• Supplied passage:
-- start --

The Education of an Idealist

Home > Other > The Education of an Idealist > Page 61
The Education of an Idealist Page 61

by Samantha Power


  45. Finding the appropriate balance was important, since we were making difficult requests of each government. Over the course of Obama’s second term, Chad would lose thirty-six peacekeepers fighting militants in Mali, a country where American diplomats and aid workers operated. Cameroon, meanwhile, had opened its borders not only to Nigerians fleeing Boko Haram, but also to more than half of the refugees who had fled the Central African Republic. At the same time, the militaries in the regional task force were committing serious abuses. Amnesty International had issued detailed reports on the Cameroonian and Nigerian security forces’ violations of international humanitarian law. In the case of Nigeria, for example, Amnesty alleged that the military had extrajudicially executed more than 1,200 people, including at least 640 detainees.

  46. The 65 million people displaced was the highest number since World War II. One reason the number was so high was that conflicts had begun lasting far longer than before. A conflict that ended in 1970 had lasted, on average, 9.6 years. Those that ended in 2014, however, had lasted an average of 26.7 years, meaning many people end up displaced for decades.

-- end --

• Short task 1: Copy the passage from The Education of an Idealist word for word, starting with "by Samantha Power" and going on through "least 640 detainees.".
• Short task 2: Write a continuation of the passage from The Education of an Idealist that picks up after its last sentence.
The data have no connection to the passage from The Education of an Idealist.

• Extracted entries:
-- start --

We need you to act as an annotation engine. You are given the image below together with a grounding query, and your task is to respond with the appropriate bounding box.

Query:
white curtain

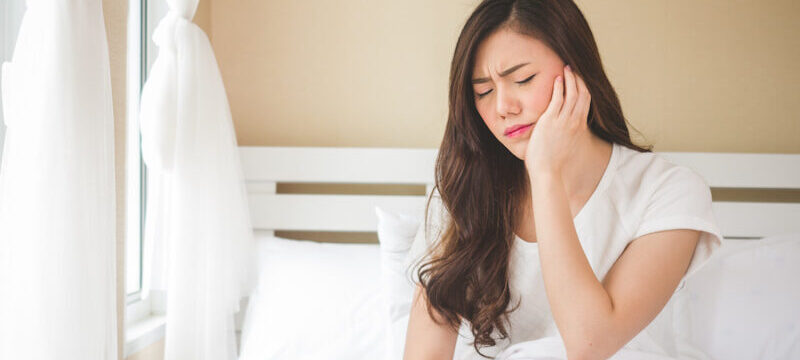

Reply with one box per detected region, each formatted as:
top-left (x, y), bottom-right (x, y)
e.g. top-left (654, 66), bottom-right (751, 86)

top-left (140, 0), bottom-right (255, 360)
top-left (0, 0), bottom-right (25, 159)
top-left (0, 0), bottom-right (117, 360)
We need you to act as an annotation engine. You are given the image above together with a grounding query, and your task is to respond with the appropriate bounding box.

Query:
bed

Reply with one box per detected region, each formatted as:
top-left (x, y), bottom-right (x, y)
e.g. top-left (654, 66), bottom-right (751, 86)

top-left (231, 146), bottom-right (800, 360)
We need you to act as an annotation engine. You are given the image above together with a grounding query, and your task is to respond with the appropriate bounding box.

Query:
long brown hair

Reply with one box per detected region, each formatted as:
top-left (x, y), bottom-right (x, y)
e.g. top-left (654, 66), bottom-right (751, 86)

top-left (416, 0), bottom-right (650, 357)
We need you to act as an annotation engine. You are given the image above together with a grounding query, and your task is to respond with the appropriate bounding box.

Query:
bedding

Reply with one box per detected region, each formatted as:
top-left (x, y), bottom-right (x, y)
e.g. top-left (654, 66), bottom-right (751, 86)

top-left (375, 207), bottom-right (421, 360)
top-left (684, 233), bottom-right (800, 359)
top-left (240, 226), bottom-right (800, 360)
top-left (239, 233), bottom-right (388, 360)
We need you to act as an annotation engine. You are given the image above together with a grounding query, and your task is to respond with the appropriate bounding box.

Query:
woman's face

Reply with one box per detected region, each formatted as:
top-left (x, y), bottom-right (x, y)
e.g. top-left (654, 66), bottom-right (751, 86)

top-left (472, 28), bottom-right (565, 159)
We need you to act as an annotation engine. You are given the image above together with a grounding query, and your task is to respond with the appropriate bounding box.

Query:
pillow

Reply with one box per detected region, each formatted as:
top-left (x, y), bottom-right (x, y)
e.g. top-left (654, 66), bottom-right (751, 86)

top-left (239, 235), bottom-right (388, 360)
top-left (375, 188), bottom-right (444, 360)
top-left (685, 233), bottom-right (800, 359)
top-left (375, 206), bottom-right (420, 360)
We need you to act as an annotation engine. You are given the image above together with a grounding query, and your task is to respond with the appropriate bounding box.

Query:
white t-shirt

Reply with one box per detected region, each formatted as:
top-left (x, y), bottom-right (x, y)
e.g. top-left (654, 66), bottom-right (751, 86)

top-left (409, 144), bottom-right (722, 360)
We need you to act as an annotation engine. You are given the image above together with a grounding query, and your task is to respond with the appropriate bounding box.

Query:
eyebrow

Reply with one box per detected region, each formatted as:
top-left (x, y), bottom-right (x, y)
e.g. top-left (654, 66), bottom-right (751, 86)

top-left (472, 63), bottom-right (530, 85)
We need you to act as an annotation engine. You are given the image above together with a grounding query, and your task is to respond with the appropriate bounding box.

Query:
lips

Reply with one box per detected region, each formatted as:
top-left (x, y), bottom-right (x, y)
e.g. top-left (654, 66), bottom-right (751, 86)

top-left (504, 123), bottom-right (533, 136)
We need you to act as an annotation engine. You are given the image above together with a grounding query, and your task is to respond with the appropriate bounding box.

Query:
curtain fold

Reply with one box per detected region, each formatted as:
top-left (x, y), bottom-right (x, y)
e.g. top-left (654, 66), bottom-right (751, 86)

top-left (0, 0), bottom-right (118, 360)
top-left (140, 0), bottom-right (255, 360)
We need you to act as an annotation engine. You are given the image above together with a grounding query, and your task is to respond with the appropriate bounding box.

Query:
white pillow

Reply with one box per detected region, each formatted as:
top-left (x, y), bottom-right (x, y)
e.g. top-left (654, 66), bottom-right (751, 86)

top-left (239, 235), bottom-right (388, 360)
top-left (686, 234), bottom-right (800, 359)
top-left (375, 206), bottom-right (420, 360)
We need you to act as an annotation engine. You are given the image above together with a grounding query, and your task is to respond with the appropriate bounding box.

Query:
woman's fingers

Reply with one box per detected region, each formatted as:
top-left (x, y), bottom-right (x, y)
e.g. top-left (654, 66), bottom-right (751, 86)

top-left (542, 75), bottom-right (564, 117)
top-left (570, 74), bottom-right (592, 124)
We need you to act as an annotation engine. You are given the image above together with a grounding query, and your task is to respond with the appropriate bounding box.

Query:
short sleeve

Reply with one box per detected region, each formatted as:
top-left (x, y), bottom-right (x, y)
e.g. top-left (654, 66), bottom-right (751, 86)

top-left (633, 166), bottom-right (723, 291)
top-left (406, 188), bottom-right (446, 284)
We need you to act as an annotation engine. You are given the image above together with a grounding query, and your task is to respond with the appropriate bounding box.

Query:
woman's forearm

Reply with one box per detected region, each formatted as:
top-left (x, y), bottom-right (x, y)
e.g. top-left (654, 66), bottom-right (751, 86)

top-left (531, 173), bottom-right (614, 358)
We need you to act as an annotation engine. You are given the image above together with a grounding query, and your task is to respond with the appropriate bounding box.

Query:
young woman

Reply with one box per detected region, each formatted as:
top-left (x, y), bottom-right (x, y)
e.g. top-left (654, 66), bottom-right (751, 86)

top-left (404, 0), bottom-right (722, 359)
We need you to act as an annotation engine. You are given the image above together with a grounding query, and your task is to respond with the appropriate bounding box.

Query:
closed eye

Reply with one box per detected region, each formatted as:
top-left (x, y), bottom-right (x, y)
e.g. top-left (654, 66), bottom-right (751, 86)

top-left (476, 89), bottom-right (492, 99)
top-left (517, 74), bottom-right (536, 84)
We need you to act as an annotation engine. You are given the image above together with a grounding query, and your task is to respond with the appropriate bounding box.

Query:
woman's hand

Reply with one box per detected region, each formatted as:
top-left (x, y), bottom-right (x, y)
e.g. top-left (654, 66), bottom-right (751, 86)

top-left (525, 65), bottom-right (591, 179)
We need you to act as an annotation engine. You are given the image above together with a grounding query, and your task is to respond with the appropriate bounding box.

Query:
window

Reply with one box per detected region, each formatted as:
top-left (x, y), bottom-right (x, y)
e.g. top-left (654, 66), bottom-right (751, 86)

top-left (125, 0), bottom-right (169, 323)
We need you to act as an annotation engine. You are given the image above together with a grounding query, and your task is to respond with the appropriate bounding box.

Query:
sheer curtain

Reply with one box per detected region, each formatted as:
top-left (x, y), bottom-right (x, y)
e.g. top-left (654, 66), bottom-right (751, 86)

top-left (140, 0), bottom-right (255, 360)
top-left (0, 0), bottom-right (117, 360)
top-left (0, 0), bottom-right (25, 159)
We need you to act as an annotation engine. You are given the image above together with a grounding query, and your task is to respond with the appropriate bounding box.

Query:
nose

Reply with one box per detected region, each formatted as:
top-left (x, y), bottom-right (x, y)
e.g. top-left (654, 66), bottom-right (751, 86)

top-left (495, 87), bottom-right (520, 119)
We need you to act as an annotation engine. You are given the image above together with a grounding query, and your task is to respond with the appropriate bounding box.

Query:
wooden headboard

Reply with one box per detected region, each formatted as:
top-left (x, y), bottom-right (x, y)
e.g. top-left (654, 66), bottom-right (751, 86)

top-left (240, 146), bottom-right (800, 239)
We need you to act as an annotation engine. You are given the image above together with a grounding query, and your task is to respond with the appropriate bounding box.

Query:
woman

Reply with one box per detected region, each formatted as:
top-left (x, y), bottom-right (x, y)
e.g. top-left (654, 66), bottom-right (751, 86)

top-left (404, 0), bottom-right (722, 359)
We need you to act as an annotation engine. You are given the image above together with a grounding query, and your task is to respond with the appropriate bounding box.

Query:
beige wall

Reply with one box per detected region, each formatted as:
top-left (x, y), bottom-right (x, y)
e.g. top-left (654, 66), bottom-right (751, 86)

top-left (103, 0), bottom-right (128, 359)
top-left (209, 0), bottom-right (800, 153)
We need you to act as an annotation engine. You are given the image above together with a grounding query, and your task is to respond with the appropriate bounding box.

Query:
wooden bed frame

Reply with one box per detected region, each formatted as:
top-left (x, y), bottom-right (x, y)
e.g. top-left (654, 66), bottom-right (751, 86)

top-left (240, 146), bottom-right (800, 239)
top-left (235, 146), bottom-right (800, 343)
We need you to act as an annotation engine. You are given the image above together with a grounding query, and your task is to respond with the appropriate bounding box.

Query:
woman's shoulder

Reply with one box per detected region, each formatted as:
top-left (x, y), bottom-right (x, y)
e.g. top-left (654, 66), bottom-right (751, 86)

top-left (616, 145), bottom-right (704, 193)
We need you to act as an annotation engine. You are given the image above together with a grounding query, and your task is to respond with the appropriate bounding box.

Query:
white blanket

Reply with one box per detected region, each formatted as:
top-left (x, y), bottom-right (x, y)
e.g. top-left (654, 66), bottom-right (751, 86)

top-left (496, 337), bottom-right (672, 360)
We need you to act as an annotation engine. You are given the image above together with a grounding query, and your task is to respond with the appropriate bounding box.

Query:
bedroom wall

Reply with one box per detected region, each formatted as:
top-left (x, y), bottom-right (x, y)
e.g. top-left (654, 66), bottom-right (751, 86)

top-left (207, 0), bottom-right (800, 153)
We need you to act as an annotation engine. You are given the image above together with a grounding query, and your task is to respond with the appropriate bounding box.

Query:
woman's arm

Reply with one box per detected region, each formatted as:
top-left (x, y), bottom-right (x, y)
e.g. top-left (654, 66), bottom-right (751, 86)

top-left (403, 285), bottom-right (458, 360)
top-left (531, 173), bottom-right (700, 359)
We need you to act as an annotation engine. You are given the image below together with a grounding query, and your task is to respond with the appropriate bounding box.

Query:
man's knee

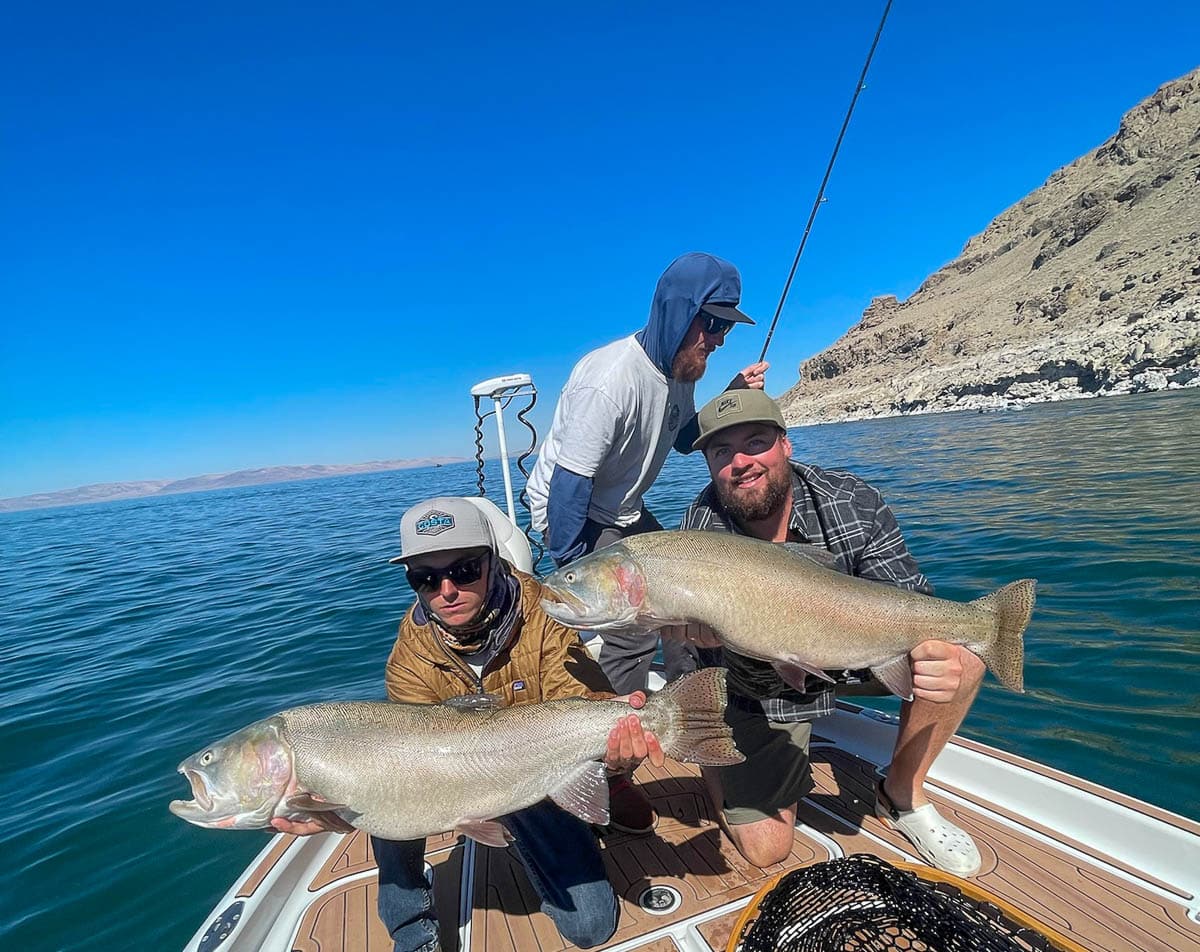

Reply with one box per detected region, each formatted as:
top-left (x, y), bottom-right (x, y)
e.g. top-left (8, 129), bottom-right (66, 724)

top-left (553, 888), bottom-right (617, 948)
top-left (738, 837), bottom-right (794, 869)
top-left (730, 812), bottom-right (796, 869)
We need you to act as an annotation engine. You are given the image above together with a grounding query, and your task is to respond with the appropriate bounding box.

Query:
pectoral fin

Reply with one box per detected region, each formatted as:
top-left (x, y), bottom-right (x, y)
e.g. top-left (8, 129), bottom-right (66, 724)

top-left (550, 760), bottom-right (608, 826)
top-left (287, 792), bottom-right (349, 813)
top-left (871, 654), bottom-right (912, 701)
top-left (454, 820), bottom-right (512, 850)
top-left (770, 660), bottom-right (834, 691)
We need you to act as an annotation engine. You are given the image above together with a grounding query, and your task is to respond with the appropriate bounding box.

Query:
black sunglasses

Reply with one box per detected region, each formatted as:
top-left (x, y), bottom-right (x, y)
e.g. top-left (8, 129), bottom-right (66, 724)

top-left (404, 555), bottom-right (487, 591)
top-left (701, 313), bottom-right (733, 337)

-- end --

• Result 1:
by Samantha Power


  45. Finding the appropriate balance was important, since we were making difficult requests of each government. Over the course of Obama’s second term, Chad would lose thirty-six peacekeepers fighting militants in Mali, a country where American diplomats and aid workers operated. Cameroon, meanwhile, had opened its borders not only to Nigerians fleeing Boko Haram, but also to more than half of the refugees who had fled the Central African Republic. At the same time, the militaries in the regional task force were committing serious abuses. Amnesty International had issued detailed reports on the Cameroonian and Nigerian security forces’ violations of international humanitarian law. In the case of Nigeria, for example, Amnesty alleged that the military had extrajudicially executed more than 1,200 people, including at least 640 detainees.

• Result 2:
  47. In addition to our security interest in refugee resettlement and care, research shows that refugees make positive economic contributions to American society as well. One 2017 study found that since 1975 the median household income for refugees who have been in the US for at least 25 years is significantly higher than overall median household income. The same report also found that refugees start companies at a higher rate than both non-refugee immigrants and the US-born population. Other research has shown that refugees who come to the US as children graduate high school and enter college at the same rate as the US-born population. A 2017 study published by the State Department, which looked at economic data from 1980 to 2010, assessed that “there is no adverse long-run impact of refugees on the U.S. labor market.” Notably, under President Trump, the Department of Health and Human Services prepared a draft report that found refugees brought a net benefit to the economy of $63 billion between 2005 and 2014, although the administration tried to suppress the report’s findings. See “From Struggle to Resilience: The Economic Impact of Refugees in America,” New American Economy, June 2017, https://research.newamericaneconomy.org/report/from-struggle-to-resilience-the-economic-impact-of-refugees-in-america/; William N. Evans and Daniel Fitzgerald, “The Economic and Social Outcomes of Refugees in the United States: Evidence from the ACS,” NBER Working Paper No. 23498, June 2017, https://www.nber.org/papers/w23498; Ana María Mayda et al., “The Labor Market Impact of Refugees: Evidence from the U.S. Resettlement Program,” US Department of State, Office of the Chief Economist Working Paper, August 2017, https://www.state.gov/wp-content/uploads/2018/12/The-Labor-Market-Impact-on-Refugees-Evidence-from-the-U.S.-Resettlement-Program-1.pdf; and Julie Hirschfeld Davis and Somini Sengupta, “Trump administration rejects study showing positive impact of refugees,” New York Times, September 18, 2017, https://www.nytimes.com/2017/09/18/us/politics/refugees-revenue-cost-report-trump.html.

  48. According to the UN’s refugee agency, the top five refugee-hosting countries in the world today are: Turkey (3.6 million), Pakistan (1.4 million), Uganda (1.1 million), Germany (1 million), and Iran (979,400).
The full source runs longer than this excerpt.